[Opening PASSAGE SHOWN section]

While the Obama administration is trying to hold the line on mental health funding, the same cannot be said about state governments. According to a new report by the National Alliance on Mental Illness (NAMI) two-thirds of states have cut mental health care funding in the last three years, with total cuts reaching nearly $1.6 billion. The cuts vary considerably in size, with Kentucky lawmakers cutting the most, at 47.5 percent.

Seventeen states did show increases in mental health funding over this time, but they were often small, with 10 of these states boosting funding by 4 percent or less.

"State mental health cuts are a national crisis," said NAMI Executive Director Michael Fitzpatrick, in a press release. "Some states are trying to hold the line or make progress, but most are cutting deep. This stands in stark contrast to the intense national concern about the mental health care system following the Arizona tragedy two months ago."

To many experts these cuts show a lack of foresight on the part of legislators. "It's all about the line-item budget today, with no consideration of long-term costs or the effects on individuals or the public," said Karen Sanders, associate director for publicly funded services in APA's Office of Healthcare Systems and Financing.

Fitzpatrick noted that cuts in mental health care funding eventually lead to increased prison and emergency-room costs as many people who can't access care end up in hospitals or the criminal-justice system.

[Closing PASSAGE SHOWN section]

◆ WHAT TO WORK ON:
1) Answer these questions from the passage on state mental health funding cuts, each on its own line:
(a) By what percentage did Kentucky lawmakers cut mental health funding?
(b) Of the states that increased funding, how many raised it by 4 percent or less?
(c) What position does Karen Sanders hold?
2) Recast the paragraph beginning "While the Obama administration" from the passage on state mental health funding cuts as a bulleted list that keeps its main facts.
3) Please carry on the passage on state mental health funding cuts, starting after its final sentence.

[Opening RECORDS PROVIDED section]

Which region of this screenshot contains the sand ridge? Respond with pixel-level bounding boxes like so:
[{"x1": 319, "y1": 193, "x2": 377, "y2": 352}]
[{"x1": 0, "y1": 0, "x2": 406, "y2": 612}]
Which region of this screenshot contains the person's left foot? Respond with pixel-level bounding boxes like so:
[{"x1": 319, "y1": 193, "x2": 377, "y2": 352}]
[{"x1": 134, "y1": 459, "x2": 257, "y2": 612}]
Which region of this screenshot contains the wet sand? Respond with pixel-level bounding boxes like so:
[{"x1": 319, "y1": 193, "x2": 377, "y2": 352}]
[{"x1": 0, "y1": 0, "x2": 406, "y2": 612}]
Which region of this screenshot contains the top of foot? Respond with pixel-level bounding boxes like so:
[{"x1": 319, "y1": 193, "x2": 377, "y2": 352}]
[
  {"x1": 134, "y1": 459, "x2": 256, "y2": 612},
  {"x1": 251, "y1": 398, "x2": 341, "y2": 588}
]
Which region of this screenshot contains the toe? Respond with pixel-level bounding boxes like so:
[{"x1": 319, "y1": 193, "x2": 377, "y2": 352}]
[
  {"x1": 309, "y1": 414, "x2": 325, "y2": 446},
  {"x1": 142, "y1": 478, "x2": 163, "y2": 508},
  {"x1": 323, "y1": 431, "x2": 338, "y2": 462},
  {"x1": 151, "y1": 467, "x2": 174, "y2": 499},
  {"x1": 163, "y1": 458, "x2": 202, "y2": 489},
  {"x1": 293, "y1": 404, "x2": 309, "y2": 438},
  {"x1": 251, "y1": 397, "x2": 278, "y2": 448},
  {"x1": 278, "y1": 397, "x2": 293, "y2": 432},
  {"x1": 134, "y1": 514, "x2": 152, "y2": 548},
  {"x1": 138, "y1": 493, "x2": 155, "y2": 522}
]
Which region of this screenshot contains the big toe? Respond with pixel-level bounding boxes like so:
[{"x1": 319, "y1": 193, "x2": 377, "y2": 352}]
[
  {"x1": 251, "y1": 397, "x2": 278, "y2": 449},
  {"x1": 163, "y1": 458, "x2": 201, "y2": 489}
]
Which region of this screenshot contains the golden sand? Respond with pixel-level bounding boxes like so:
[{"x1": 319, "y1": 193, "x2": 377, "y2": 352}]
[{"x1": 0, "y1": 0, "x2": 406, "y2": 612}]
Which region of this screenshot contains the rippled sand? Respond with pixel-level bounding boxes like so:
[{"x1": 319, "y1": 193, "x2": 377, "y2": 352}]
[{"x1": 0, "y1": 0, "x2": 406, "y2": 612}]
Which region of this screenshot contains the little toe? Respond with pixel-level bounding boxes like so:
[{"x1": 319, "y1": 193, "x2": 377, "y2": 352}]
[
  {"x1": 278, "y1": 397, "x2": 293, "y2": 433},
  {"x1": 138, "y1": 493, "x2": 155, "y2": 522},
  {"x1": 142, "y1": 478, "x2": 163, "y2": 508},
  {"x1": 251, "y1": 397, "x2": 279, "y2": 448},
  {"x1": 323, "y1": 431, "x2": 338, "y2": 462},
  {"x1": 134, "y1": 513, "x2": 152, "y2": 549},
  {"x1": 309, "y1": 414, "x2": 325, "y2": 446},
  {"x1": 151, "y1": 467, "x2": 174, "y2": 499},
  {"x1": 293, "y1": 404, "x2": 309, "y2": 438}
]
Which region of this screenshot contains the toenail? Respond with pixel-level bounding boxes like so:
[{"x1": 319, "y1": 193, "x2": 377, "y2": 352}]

[Closing RECORDS PROVIDED section]

◆ ANSWERS FOR THE EXERCISE:
1)
(a) 47.5 percent
(b) 10
(c) Associate director for publicly funded services in APA's Office of Healthcare Systems and Financing

2)
- The Obama administration is trying to hold the line on mental health funding, but state governments are not.
- A new NAMI report finds that two-thirds of states have cut mental health care funding in the last three years.
- Total cuts reached nearly $1.6 billion.
- The size of the cuts varied widely, and Kentucky lawmakers cut the most, at 47.5 percent.

3)
Laurence Miller, M.D., medical director of the Arkansas Division of Behavioral Health and chair of the APA Assembly Committee on Public and Community Psychiatry, understands the current economic problems of many of the states and the corresponding pressure this puts on the legislatures, but believes that lawmakers need to think carefully about how to cut budgets to have the least impact. "Cuts have to be made in a reasonable way, not just the biggest ticket item [because] that can lead to unintended consequences."

The cuts detailed in the NAMI report are likely to be far from the last. Many states are looking at further reductions to close significant budget gaps, and mental health care often appears in the crosshairs. Miller noted as well that states funded many budget items through federal stimulus funds, which will be drying up this summer when the stimulus program ends. State money to replace most of these funds simply isn't there.

The report did not focus on Medicaid funds, which states use to pay for many of their mental health programs and may be targeted by federal budget-cutting efforts.